• TASK REQUIREMENTS:
• a. Can you condense the paragraph in the Sarshar article that begins "Sarshar's date of birth is uncertain" into a short list of its main facts?
• b. Edit the Sarshar article's passage from "Ratan Nath Dhar" to "was published serially.", replacing "schoolteacher" with "teacher".
• c. Could you pick up the Sarshar article after its last sentence and continue it?

• TEXT FOR ANALYSIS:
***

Indian writer and newspaper editor (1846/47–1903)

Ratan Nath Dhar Sarshar (1846 or 1847 – 21 January 1903) was an Indian Urdu novelist, columnist and editor from British India. Born into a Kashmiri Brahmin family which settled in Lucknow, he received his education at Canning College and later took up employment as a schoolteacher. In August 1878, he was appointed editor of the Lucknow-based newspaper Avadh Akhbar, in which his most famous work Fasana-e-Azad was published serially.

==Biography==
Sarshar's date of birth is uncertain. Most probably he was born in 1846 or 1847. He was born in a Kashmiri Brahmin (a group well known for their proficiency in Persian and Urdu) family. His father, Pandit Bej Nath Dhar, a trader who immigrated from Kashmir to Lucknow, died when Sarshar was four years old; thereafter Sarshar was brought up by his mother. Sarshar was initially schooled in the traditional way by learning Arabic and Persian at a local maktab (primary school).

Sarshar joined, for his schooling, the Canning College (which later migrated into University of Lucknow), but left without taking a degree. In 1878, he joined Avadh Akhbar as its editor.

In 1895, Sarshar moved to Hyderabad where he was engaged by Maharaja Sir Kishen Pershad to correct and improve upon his prose writings and poetic composition. Sarshar also edited a journal, Dabdaba-e-Asifi.

He died on 21 January 1903 at Hyderabad due to heavy drinking.

==Works==
The historian Ram Babu Saksena called Sarshar 'a most remarkable figure' in the last decade of nineteenth century.

***

• INFORMATION SUPPLIED:
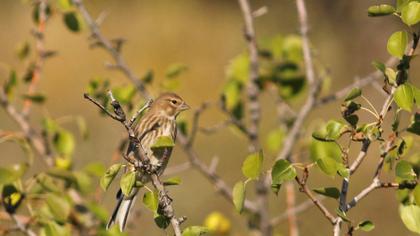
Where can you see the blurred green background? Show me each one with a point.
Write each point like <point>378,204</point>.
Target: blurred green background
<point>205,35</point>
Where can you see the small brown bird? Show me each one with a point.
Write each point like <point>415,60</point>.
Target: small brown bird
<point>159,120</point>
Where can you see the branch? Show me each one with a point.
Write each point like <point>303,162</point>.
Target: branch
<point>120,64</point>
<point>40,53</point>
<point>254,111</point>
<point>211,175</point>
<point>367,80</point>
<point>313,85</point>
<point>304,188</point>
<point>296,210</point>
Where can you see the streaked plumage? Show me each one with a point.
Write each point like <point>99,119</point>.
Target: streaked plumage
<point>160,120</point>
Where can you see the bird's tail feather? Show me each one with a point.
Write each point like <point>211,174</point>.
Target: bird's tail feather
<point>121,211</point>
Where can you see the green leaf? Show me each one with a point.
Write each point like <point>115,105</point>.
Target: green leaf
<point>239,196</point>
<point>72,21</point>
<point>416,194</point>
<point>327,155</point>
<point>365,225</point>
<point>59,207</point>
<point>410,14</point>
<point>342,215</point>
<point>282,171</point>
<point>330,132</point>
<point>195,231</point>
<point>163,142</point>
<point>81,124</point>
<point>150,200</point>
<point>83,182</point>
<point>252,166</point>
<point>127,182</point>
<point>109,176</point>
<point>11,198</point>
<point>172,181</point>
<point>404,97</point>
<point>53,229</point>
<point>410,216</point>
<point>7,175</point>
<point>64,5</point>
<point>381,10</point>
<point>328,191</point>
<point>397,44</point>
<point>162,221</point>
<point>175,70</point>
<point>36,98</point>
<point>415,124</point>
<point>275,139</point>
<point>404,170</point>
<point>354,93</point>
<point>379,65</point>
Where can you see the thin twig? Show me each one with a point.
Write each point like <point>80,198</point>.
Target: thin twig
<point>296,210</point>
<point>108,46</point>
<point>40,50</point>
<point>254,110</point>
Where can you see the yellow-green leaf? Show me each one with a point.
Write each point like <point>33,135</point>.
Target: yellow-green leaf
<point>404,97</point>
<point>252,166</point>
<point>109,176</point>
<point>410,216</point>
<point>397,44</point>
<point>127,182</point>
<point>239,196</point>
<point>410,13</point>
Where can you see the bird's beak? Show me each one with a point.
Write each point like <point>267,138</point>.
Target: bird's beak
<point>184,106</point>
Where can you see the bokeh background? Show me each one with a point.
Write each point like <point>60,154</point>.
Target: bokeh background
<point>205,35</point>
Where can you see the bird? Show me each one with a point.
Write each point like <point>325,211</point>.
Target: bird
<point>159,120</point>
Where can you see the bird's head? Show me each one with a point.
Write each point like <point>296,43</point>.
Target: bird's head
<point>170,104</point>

***

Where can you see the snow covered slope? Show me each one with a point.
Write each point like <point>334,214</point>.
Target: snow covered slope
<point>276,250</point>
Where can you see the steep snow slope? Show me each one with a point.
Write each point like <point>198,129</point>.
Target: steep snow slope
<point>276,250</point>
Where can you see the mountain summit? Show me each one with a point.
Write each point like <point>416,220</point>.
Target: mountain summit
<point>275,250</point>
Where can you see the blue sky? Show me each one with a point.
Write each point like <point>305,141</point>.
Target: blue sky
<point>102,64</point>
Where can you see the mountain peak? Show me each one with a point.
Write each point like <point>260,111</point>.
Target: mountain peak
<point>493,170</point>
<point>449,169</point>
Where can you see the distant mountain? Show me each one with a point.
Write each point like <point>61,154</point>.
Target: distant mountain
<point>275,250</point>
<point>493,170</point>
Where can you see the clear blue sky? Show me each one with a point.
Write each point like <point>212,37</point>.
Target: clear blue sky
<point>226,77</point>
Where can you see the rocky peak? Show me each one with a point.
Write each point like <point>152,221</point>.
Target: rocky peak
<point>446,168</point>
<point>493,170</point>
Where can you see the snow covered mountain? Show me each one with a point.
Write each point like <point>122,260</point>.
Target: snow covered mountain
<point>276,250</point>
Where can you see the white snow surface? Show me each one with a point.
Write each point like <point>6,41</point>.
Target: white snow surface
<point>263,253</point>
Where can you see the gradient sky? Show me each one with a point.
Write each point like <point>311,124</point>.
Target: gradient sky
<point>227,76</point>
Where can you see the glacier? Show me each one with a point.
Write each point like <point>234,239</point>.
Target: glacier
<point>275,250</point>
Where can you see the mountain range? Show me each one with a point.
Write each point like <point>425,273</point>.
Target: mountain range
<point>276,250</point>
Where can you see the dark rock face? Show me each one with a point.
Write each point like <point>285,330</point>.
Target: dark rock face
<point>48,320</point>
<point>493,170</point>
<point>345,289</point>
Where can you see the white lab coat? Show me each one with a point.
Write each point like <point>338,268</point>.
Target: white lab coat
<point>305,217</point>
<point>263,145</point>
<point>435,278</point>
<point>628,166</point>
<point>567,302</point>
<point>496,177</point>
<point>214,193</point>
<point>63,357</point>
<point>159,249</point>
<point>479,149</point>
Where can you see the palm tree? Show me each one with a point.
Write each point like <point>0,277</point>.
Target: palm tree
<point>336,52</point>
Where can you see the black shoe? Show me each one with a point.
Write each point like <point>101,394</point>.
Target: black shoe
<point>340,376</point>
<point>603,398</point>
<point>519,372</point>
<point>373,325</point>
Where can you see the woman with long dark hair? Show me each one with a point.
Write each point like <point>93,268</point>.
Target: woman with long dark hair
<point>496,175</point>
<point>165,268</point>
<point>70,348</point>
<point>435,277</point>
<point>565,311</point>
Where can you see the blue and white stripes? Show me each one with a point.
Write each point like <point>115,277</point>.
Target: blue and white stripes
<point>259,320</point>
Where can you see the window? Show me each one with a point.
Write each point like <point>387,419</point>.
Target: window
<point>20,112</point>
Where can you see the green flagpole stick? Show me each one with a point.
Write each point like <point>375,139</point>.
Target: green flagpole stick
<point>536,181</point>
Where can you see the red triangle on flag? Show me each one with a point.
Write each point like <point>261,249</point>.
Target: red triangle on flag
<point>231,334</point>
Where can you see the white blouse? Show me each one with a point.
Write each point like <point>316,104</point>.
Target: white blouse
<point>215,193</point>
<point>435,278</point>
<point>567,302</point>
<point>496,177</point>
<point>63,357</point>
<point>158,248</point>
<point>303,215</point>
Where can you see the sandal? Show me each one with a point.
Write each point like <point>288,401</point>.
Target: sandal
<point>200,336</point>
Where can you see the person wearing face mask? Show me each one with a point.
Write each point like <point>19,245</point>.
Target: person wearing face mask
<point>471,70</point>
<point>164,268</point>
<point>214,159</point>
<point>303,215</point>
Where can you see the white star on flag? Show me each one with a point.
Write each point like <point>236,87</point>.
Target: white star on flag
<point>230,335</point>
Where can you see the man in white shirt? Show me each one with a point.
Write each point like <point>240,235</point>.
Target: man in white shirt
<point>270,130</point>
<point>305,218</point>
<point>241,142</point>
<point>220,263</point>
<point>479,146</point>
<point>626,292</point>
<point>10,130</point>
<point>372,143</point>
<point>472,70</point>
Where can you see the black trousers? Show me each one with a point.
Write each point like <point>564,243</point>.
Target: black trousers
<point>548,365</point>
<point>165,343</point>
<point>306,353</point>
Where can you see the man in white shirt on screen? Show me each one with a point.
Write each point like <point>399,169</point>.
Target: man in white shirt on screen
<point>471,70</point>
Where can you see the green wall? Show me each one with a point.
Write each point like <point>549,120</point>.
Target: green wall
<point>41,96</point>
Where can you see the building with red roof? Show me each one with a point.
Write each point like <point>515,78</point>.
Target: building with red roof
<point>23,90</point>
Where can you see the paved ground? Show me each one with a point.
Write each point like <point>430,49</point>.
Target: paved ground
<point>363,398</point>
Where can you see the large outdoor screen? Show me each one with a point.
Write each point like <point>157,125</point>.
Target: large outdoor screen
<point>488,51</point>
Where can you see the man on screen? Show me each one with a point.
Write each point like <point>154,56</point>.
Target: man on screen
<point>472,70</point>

***

• ACTIVITY ANSWERS:
• a.
- Sarshar's date of birth is uncertain, most probably 1846 or 1847.
- He was born into a Kashmiri Brahmin family, a group known for proficiency in Persian and Urdu.
- His father, Pandit Bej Nath Dhar, was a trader who moved from Kashmir to Lucknow. He died when Sarshar was four, and Sarshar's mother raised him.
- Sarshar first studied Arabic and Persian at a local maktab (primary school).

• b.
Ratan Nath Dhar Sarshar (1846 or 1847 – 21 January 1903) was an Indian Urdu novelist, columnist and editor from British India. Born into a Kashmiri Brahmin family which settled in Lucknow, he received his education at Canning College and later took up employment as a teacher. In August 1878, he was appointed editor of the Lucknow-based newspaper Avadh Akhbar, in which his most famous work Fasana-e-Azad was published serially.

• c.
His serialized novel Fasana-e-Azad (The Tale of Azad), which appeared between 1878 and 1883 as a regular supplement in his paper, was influenced by novels like The Pickwick Papers and Don Quixote, as well as the epic romances (dastan) of Persian and Urdu. Spanning over three thousand pages, the novel narrates the adventures of the protagonist, Azad, through the streets of Lucknow to the battlefields of the Russo-Turkish War (1877–1878). It was first published in 1881 by Nawal Kishore Press. Sarshar gave copyrights for Fasana-e-Azad to Munshi Nawal Kishore of Lucknow who also published Talism Hoshruba. Fasana-e-Azad was translated into Hindi as Azad Katha by Premchand, who also translated Sarshar's Sair-i-Kohsar as Parvat Yatra. A Hindi TV serial Wah Janaab by satirist Sharad Joshi, based on Fasana-e-Azad, ran successfully on the state-run television channel Doordarshan in the 1980s.

His other novels are Sair-i-Kohsar and Jam-i-Sarshar. His novel Gor-i-Ghariban remained unpublished due to his accidental death. His novel Khuda-e-Foujdar is an Urdu translation of Don Quixote.